Your goal: Pull out each line in the entries below that contains the string "shoreline". The match is case-sensitive.

Some entries:
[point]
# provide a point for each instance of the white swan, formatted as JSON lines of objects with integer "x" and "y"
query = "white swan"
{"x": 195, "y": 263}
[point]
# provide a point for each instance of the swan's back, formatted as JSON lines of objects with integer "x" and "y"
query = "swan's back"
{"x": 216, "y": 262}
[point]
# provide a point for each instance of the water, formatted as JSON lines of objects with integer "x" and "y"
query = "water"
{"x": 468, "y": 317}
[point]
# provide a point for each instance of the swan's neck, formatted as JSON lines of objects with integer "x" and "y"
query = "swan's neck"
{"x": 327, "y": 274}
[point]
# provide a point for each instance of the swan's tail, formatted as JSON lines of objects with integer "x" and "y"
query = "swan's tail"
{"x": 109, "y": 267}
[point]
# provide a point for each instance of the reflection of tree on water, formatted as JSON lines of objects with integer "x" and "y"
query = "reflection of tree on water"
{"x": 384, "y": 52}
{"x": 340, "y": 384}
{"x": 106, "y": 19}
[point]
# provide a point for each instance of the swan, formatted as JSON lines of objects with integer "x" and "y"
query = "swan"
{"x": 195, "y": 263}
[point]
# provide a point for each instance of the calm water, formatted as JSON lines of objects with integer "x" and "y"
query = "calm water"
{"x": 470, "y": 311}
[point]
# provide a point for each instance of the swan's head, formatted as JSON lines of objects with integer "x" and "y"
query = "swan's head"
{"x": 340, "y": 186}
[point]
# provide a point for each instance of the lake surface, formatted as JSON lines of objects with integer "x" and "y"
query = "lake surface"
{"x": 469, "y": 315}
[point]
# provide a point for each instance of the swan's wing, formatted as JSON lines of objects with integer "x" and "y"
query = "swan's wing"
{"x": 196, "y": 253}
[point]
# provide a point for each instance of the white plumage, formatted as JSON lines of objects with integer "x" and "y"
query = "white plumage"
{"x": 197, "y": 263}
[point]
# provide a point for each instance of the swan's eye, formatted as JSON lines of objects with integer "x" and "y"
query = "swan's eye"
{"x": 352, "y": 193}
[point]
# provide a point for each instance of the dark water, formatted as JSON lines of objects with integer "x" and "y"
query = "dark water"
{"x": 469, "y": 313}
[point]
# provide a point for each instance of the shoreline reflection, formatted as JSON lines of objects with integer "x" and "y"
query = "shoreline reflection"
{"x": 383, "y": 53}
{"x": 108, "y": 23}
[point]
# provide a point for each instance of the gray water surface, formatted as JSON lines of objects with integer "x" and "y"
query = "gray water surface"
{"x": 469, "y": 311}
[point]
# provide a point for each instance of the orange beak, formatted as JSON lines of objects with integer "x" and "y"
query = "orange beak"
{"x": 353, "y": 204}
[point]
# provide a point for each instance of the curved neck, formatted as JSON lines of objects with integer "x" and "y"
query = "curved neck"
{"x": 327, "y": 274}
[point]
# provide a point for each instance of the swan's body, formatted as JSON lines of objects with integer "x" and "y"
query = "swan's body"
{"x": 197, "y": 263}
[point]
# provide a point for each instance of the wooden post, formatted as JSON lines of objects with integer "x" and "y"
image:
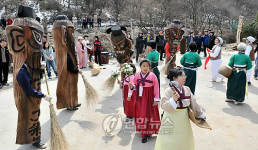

The result:
# provide a point for each instance of the shoreline reflection, formatted as JSON lines of objects with integer "x" and "y"
query = "shoreline reflection"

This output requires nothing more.